やること.
A. 点火時期の記事で「ビート用」と書かれていた「7E0」は、実際には何用のタイプでしたか。
B. 点火時期の記事の「と言いますかノーマルエンジン」から「いった感じにはなっています。」までを、すべてそのまま打ち直してください。
C. 点火時期の記事の最後の文に続けて、その先を書いてください。

BTDC点火時期について その4 実際の調整



さてさて。今回はやっとの事で点火時期関連のコンテンツ、一応の完結編としたいと思います。

やっとこさここまでご説明する事が出来ましたが、点火時期うんぬんって人様にお伝えするとなるとこんなに

説明がややこしいモノだったとは…これを書いている私も自分でびっくりしていますが(笑

…とはいえ、ここからがやっと応用というか実際の調整を見極める為の理論と実践になるのでもうちょっと

お付き合い下さいな。

こればかりは基本が分かっていないと結構リスキーなモノなので…


・いつもの目次


・パワーバンドのズレと点火時期設定のズレ


まず、市販スクーターの様な基本一律固定に近い点火時期、パワーの谷の補正部分等は考えていないと

いった、回転域や混合気充填効率に対応した進角も遅角も無い点火時期特性ではなく、ちょっと違ったというか

本当の意味での「一般的」な点火時期特性といった物の一例を出してみましょう。

と言いますかノーマルエンジン+マフラー仕様であれば谷の部分なんてほぼ使わないのでそんな調整は

要らないっちゃ要らないのですが、スクーターいじりだからといってそれが基本だと考えてしまうのでは

ハイチューン2stエンジンへの応用とは行かないのですよねこれが(汗


で、これは一般的、と言いますかレーサーとかのCDIであれば、明確にパワーバンド直前の谷の回転域が

ぱりっと「パワーバンド域に比べて相対的に」進角気味になっている、といった感じにはなっています。

一例として前回のコンテンツの最後に出した、縦型Dio系用キタコインナーローターのグラフを出しますね。


AF18系用キタコインナーローター2種類の点火時期



と、ちと見づらかったのでそれなりに異なる特性を持つ二種類のみのグラフとしました。

あ、前回のコンテンツのグラフで「ビート用」って書いてたのは表記間違いで「7E0」はDio用の初期型の

タイプでしたので脳内変換をお願いします(汗


さて、これはとりあえずのレーサー用、といっても良いCDI…というか点火時期設定なんですが。

実際はこのAF18系用のキタコインナーローターってCDIは使っていないので厳密にはCDI特性ではありません(汗

で、グラフを見ると、「低回転では点火時期が速く、回転が上がる程にどんどん遅くなってくる右肩下がり」

点火時期となっています。

これ、アイドリング周辺とかの低回転域だと実際の走行では使用しませんが、エンジンが2000rpmだとしても

実際には着火ミスとかが頻発していて、2000rpmだからといって1分間に2000回確実にピストンを叩けている訳では

無いので、その辺りはエンストさせないとかの関連性も含めて点火時期が低、中回転で絶対的に進角していると

いった仕様、ここは市販車と違っている面が大きいです。

提供データ.
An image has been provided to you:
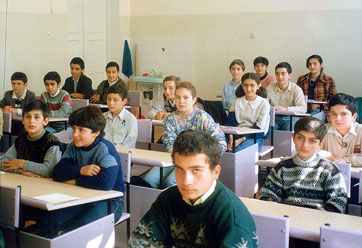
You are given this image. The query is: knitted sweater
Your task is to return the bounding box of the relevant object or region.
[259,154,347,213]
[53,137,125,192]
[128,182,258,248]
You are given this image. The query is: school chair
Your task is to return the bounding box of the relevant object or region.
[126,90,142,119]
[320,225,362,248]
[136,119,152,150]
[72,98,89,112]
[114,152,132,240]
[251,212,289,248]
[0,185,21,247]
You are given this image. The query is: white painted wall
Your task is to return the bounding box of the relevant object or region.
[130,0,362,99]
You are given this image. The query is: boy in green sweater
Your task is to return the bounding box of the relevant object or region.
[128,130,258,247]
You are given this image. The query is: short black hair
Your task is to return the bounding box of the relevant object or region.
[294,116,327,142]
[69,57,85,70]
[253,56,269,66]
[44,71,61,84]
[107,84,129,100]
[328,93,358,115]
[69,105,106,137]
[171,129,221,170]
[23,99,50,119]
[275,62,292,74]
[10,71,28,84]
[106,61,119,71]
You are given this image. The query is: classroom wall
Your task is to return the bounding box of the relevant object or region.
[130,0,362,99]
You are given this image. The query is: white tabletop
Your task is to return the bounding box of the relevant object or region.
[116,146,173,168]
[240,197,362,242]
[0,173,123,211]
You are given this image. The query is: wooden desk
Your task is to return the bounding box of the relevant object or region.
[240,197,362,242]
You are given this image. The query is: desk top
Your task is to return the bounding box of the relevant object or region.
[116,146,173,168]
[219,125,263,135]
[240,197,362,242]
[0,173,123,211]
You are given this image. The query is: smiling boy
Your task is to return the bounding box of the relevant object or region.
[259,117,347,213]
[128,130,257,247]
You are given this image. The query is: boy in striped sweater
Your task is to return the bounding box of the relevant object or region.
[259,117,347,213]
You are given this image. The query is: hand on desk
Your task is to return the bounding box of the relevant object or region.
[80,164,101,176]
[2,158,26,171]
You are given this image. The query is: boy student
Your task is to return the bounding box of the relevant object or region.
[253,57,277,89]
[103,85,138,148]
[222,59,245,113]
[2,100,62,177]
[297,54,337,120]
[266,62,307,131]
[259,117,347,213]
[0,72,35,115]
[62,57,93,99]
[147,75,181,120]
[90,62,127,104]
[324,93,362,167]
[29,106,125,236]
[128,130,258,247]
[40,71,72,133]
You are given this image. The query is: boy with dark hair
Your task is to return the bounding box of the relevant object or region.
[324,93,362,167]
[37,106,125,235]
[253,57,277,89]
[128,130,258,247]
[2,100,62,177]
[266,62,307,131]
[90,61,127,104]
[40,71,72,133]
[103,85,138,148]
[0,72,35,115]
[259,117,347,213]
[62,57,93,99]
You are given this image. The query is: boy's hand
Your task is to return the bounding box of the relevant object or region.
[19,169,43,178]
[80,164,101,176]
[90,95,101,102]
[3,159,26,171]
[70,93,84,99]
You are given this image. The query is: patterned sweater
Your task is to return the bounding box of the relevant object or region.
[128,182,258,248]
[259,154,347,213]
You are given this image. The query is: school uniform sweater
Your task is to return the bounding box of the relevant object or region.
[53,137,125,192]
[128,181,258,248]
[259,154,347,213]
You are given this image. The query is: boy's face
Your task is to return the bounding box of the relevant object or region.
[107,93,127,116]
[11,80,28,97]
[70,64,84,80]
[163,81,176,100]
[254,63,268,77]
[330,104,357,135]
[72,125,100,147]
[308,59,323,74]
[293,131,323,160]
[174,153,221,202]
[44,80,61,96]
[230,64,244,83]
[106,66,119,82]
[22,110,49,138]
[275,68,292,87]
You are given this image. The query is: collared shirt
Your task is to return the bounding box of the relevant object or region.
[103,108,138,148]
[182,180,216,206]
[230,96,270,134]
[324,122,362,167]
[222,80,241,110]
[266,81,307,114]
[12,88,28,115]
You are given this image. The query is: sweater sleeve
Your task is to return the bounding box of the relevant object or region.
[24,146,62,177]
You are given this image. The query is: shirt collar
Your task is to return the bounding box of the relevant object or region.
[13,88,28,100]
[182,180,216,206]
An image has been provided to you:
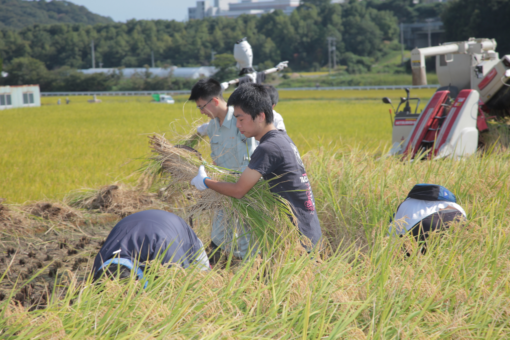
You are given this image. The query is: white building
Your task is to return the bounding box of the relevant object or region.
[0,85,41,110]
[78,66,217,79]
[188,0,300,20]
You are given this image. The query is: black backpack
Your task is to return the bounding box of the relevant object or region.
[407,183,457,203]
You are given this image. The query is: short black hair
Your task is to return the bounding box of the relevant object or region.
[265,85,280,105]
[189,78,223,101]
[227,83,273,124]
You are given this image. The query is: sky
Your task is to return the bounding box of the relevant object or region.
[68,0,203,22]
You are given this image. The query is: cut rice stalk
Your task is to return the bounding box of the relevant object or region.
[141,135,298,253]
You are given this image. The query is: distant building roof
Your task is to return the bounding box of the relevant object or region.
[78,66,217,79]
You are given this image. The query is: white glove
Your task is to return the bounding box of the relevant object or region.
[191,165,211,191]
[275,61,289,71]
[197,123,209,136]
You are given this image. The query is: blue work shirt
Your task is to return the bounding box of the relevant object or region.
[207,106,256,172]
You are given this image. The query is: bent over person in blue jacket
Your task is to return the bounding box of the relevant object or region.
[93,210,210,288]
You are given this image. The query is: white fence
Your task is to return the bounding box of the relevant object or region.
[41,85,439,97]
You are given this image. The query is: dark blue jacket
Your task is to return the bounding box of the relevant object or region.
[93,210,202,273]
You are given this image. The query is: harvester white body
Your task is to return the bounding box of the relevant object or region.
[390,38,510,158]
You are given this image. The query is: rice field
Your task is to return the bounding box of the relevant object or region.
[0,90,433,203]
[0,91,510,339]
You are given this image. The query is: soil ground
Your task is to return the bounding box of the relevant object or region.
[0,209,120,309]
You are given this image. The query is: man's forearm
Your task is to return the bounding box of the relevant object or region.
[204,178,246,198]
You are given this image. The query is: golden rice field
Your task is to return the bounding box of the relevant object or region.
[0,90,433,203]
[0,90,510,340]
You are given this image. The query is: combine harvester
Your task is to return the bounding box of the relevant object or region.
[383,38,510,159]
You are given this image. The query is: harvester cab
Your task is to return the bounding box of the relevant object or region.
[382,88,420,154]
[384,38,510,159]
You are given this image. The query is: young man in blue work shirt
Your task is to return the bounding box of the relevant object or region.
[191,84,322,250]
[189,78,256,258]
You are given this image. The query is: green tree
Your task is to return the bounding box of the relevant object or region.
[3,57,49,87]
[212,53,237,82]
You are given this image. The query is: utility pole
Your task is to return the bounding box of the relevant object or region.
[426,19,433,47]
[90,40,96,68]
[400,22,404,65]
[328,37,336,74]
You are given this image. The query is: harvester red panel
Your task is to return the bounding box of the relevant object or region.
[434,90,475,155]
[403,91,450,157]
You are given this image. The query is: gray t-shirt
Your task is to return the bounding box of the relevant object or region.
[248,130,322,245]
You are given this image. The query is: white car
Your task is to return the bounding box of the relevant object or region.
[152,94,175,104]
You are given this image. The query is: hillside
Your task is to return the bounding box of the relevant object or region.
[0,0,114,29]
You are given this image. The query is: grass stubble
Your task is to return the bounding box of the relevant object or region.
[0,91,510,339]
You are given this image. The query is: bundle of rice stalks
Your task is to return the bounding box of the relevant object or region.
[141,135,298,253]
[65,185,162,217]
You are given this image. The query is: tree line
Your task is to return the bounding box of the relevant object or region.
[0,0,510,91]
[0,0,113,29]
[0,1,399,70]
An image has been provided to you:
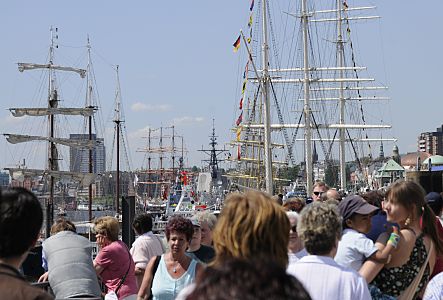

回答.
A. Dio用の初期型のタイプです。

B.
と言いますかノーマルエンジン+マフラー仕様であれば谷の部分なんてほぼ使わないのでそんな調整は

要らないっちゃ要らないのですが、スクーターいじりだからといってそれが基本だと考えてしまうのでは

ハイチューン2stエンジンへの応用とは行かないのですよねこれが(汗


で、これは一般的、と言いますかレーサーとかのCDIであれば、明確にパワーバンド直前の谷の回転域が

ぱりっと「パワーバンド域に比べて相対的に」進角気味になっている、といった感じにはなっています。

C.
仮に中、高回転での充填効率、爆発&燃焼圧力を重視し、高回転側にパワーバンドを発生させてなおかつ

ピーキーになるエンジンであれば余計に低、中回転のエンジン回転を安定させづらくなるので、これもある意味

進角、というか点火時期を速めにして混合気充填効率の悪さ、着火率の悪さをカバーしているんですね

なので基本は、レーサーだと右肩下がりのマップ…ではなくグラフになるモノが多いんですよ。


で、このグラフを見て、とりあえずポン付け状態の点火時期は把握できたとしまして、皆さんならこの2種類の

点火時期特性をどういった風に活用しますか?

あ、点火角度そのものが担当の各回転域においてが速いか遅いかはとりあえず置いておきましょう。

これは前述の通り、「パワーの谷がある部分をパワーバンド域よりは進角させておきたい」といった基本の

理念があるのであれば、おのずと決まってくるものなんですね。


あくまで一例ですが、私なら「パワーバンド直前にパワーの谷がある」部分は進角気味、それ以降はある程度

相対的に遅角している点火時期としたいですね。

グラフの通り、全回転域が一律点火時期では無いのでそれが可能である、とも言えます。

具体的にはこんな感じになる、と言いますかこういったエンジン特性の車両にしか使えない、とも言えますが…


点火時期が進角している部分を谷に合わせると…



ちょっと見づらいですが、ピンクの線と青の線、双方の点火時期に対してどんなパワー特性のエンジンが

合うのか、を記してみました。

文字通り山あり谷ありの実線がパワー特性で、「先に点火時期特性ありき」であればどういったエンジンの

特性に合致するか、を記しています。

勘違いしないで頂きたいのは、実線のパワーグラフはあくまで「そういった特性のエンジンがある」と

いった事が大前提なので、こういう点火時期特性を付与するとパワー特性がこうなる、といった意味では

ありませんのでご注意願います。


…これは本来は手順が逆なんですが、こうしないと「谷の部分に出来るだけ速い点火時期を合わせる」といった

考え方が出来なくなってしまいますんで。

(※ここから先は別ウインドウか別タブでグラフ図を開いておき、文章と見比べながら読み進めて下さい)


まずは「7E0」の青線点火時期、こちらは9500rpmまで16°で、10000rpmからはがくっと遅角していく特性に

なっていますよね。なのでこの遅角が始まった以後の領域をメインパワーバンド領域に入れるしかなく、

点火時期を相対的に速めておきたい「パワーの谷」の回転域は16°領域に放り込んでいる、という事になります。


これはこの点火時期が「10000rpm程度で極端に遅角している」のでそうするしか無いんですが、これだと

自動的に、「9500rpm位が谷、10000rpm以上がパワーバンド」のエンジンにしか上手く合わない、

とも言えます(汗

これがまず一つ目の難しい点でして、点火時期特性を上手く利用し、パワー谷の回転域に相対的に進角して

いる領域を持って来ようとすれば、エンジン自体の仕様が決められてしまうという事にもなるんですね。


で、谷の部分の点火時期を無視するならば、極端に遅角が起こってしまう10000rpm以上の回転域はすぱっと

切り捨ててしまい、それ以下にピークパワー&パワーバンドが来る特性のエンジンなら無難ではありますが

6000〜9500rpm程度までほぼ一律点火時期なので、この辺のどこかにエンジンのピークが出る仕様に

くっつけてもOKでしょう。


が、ここで実際の点火時期と言うか、単体での「点火角度」を見てみましょう。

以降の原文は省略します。